++++ DATASET CONTENT
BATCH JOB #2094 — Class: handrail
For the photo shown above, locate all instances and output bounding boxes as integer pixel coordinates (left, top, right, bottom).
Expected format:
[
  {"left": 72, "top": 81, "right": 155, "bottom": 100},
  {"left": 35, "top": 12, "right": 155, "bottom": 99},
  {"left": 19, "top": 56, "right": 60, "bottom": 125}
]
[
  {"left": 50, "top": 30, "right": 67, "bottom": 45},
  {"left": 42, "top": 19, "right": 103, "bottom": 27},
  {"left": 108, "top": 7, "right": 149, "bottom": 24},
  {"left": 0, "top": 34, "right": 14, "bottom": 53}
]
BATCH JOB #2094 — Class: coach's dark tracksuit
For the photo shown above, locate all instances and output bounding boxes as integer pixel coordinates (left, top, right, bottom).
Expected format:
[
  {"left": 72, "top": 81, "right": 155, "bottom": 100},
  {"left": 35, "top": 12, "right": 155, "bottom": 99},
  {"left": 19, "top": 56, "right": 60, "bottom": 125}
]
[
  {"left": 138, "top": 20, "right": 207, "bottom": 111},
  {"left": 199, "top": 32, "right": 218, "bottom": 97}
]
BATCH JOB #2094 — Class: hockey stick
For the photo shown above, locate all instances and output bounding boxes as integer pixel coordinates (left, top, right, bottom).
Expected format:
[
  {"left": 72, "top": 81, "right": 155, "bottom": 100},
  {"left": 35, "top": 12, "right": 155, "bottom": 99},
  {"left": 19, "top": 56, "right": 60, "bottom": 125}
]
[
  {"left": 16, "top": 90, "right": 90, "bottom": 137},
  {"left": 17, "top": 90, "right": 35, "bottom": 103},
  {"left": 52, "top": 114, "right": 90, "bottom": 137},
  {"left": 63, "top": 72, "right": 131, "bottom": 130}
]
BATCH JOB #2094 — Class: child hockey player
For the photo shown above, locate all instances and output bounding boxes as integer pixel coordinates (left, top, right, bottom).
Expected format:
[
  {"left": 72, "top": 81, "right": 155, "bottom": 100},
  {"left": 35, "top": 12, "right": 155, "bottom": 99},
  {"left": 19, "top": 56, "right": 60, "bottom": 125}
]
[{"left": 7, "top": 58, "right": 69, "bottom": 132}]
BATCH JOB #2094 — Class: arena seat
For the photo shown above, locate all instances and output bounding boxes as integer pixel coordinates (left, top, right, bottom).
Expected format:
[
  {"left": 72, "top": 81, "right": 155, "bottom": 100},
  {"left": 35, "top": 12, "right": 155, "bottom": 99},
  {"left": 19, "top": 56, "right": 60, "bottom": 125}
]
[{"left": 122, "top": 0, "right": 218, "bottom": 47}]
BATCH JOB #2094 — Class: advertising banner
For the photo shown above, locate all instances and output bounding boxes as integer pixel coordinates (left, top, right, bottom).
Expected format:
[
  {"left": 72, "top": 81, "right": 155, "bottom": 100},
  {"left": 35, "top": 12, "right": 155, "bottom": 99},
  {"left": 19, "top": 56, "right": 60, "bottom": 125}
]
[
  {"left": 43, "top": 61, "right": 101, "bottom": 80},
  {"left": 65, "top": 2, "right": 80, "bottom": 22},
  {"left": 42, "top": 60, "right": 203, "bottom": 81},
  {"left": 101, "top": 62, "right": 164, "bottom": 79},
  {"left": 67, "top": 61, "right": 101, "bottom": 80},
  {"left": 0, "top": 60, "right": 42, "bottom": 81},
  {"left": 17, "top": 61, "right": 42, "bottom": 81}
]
++++++++
• _EXERCISE DIRECTIONS_
Exactness is what counts here: write out every record again.

• _OUTPUT_
BATCH JOB #2094 — Class: handrail
For the photo shown above, locate all instances and output bounding boxes as integer pixel coordinates (left, top, right, bottom).
Expected format:
[
  {"left": 72, "top": 81, "right": 155, "bottom": 100},
  {"left": 35, "top": 12, "right": 155, "bottom": 99},
  {"left": 19, "top": 56, "right": 60, "bottom": 125}
]
[
  {"left": 50, "top": 30, "right": 67, "bottom": 45},
  {"left": 42, "top": 19, "right": 103, "bottom": 27},
  {"left": 108, "top": 7, "right": 149, "bottom": 24},
  {"left": 0, "top": 34, "right": 14, "bottom": 53}
]
BATCH JOB #2094 — Class: coach's dark tracksuit
For the photo shown above, locate all instances and output bounding boxes as integer pixel coordinates (left, top, right, bottom).
Expected format:
[
  {"left": 72, "top": 81, "right": 155, "bottom": 100},
  {"left": 35, "top": 12, "right": 155, "bottom": 99},
  {"left": 19, "top": 56, "right": 60, "bottom": 125}
]
[
  {"left": 138, "top": 20, "right": 207, "bottom": 111},
  {"left": 199, "top": 32, "right": 218, "bottom": 97}
]
BATCH JOB #2094 — Class: hockey stick
For the photo shown above, locate all instances and output bounding boxes as integer pixel coordinates (left, top, right, bottom).
Expected format:
[
  {"left": 72, "top": 81, "right": 155, "bottom": 100},
  {"left": 35, "top": 12, "right": 155, "bottom": 99},
  {"left": 19, "top": 56, "right": 60, "bottom": 125}
]
[
  {"left": 16, "top": 90, "right": 90, "bottom": 137},
  {"left": 17, "top": 90, "right": 35, "bottom": 103},
  {"left": 52, "top": 114, "right": 90, "bottom": 137},
  {"left": 63, "top": 72, "right": 131, "bottom": 130}
]
BATCH JOB #2094 — Class: child hockey player
For the photo shown above, locate all instances and output bounding boxes as integer pixel coordinates (left, top, right, bottom).
Expected format:
[
  {"left": 72, "top": 81, "right": 155, "bottom": 100},
  {"left": 35, "top": 12, "right": 155, "bottom": 99},
  {"left": 19, "top": 56, "right": 60, "bottom": 125}
]
[{"left": 7, "top": 58, "right": 69, "bottom": 132}]
BATCH JOB #2094 — Class: arena seat
For the photo shown above, locate all instances and output bounding boxes as integer pixel coordinates (left, top, right, bottom).
Expected format:
[
  {"left": 72, "top": 81, "right": 155, "bottom": 100},
  {"left": 35, "top": 12, "right": 155, "bottom": 99},
  {"left": 19, "top": 56, "right": 60, "bottom": 125}
]
[{"left": 122, "top": 0, "right": 218, "bottom": 47}]
BATCH JOB #2094 — Class: advertising banner
For the photo shown above, locate all instances and output bounding boxes as integer pixel coordinates (left, top, right, bottom).
Expected format:
[
  {"left": 72, "top": 81, "right": 155, "bottom": 100},
  {"left": 35, "top": 12, "right": 155, "bottom": 99},
  {"left": 19, "top": 56, "right": 60, "bottom": 125}
]
[
  {"left": 43, "top": 61, "right": 101, "bottom": 80},
  {"left": 65, "top": 2, "right": 80, "bottom": 22},
  {"left": 42, "top": 60, "right": 203, "bottom": 81},
  {"left": 101, "top": 62, "right": 164, "bottom": 79},
  {"left": 67, "top": 61, "right": 101, "bottom": 80},
  {"left": 0, "top": 60, "right": 42, "bottom": 81},
  {"left": 17, "top": 61, "right": 42, "bottom": 81}
]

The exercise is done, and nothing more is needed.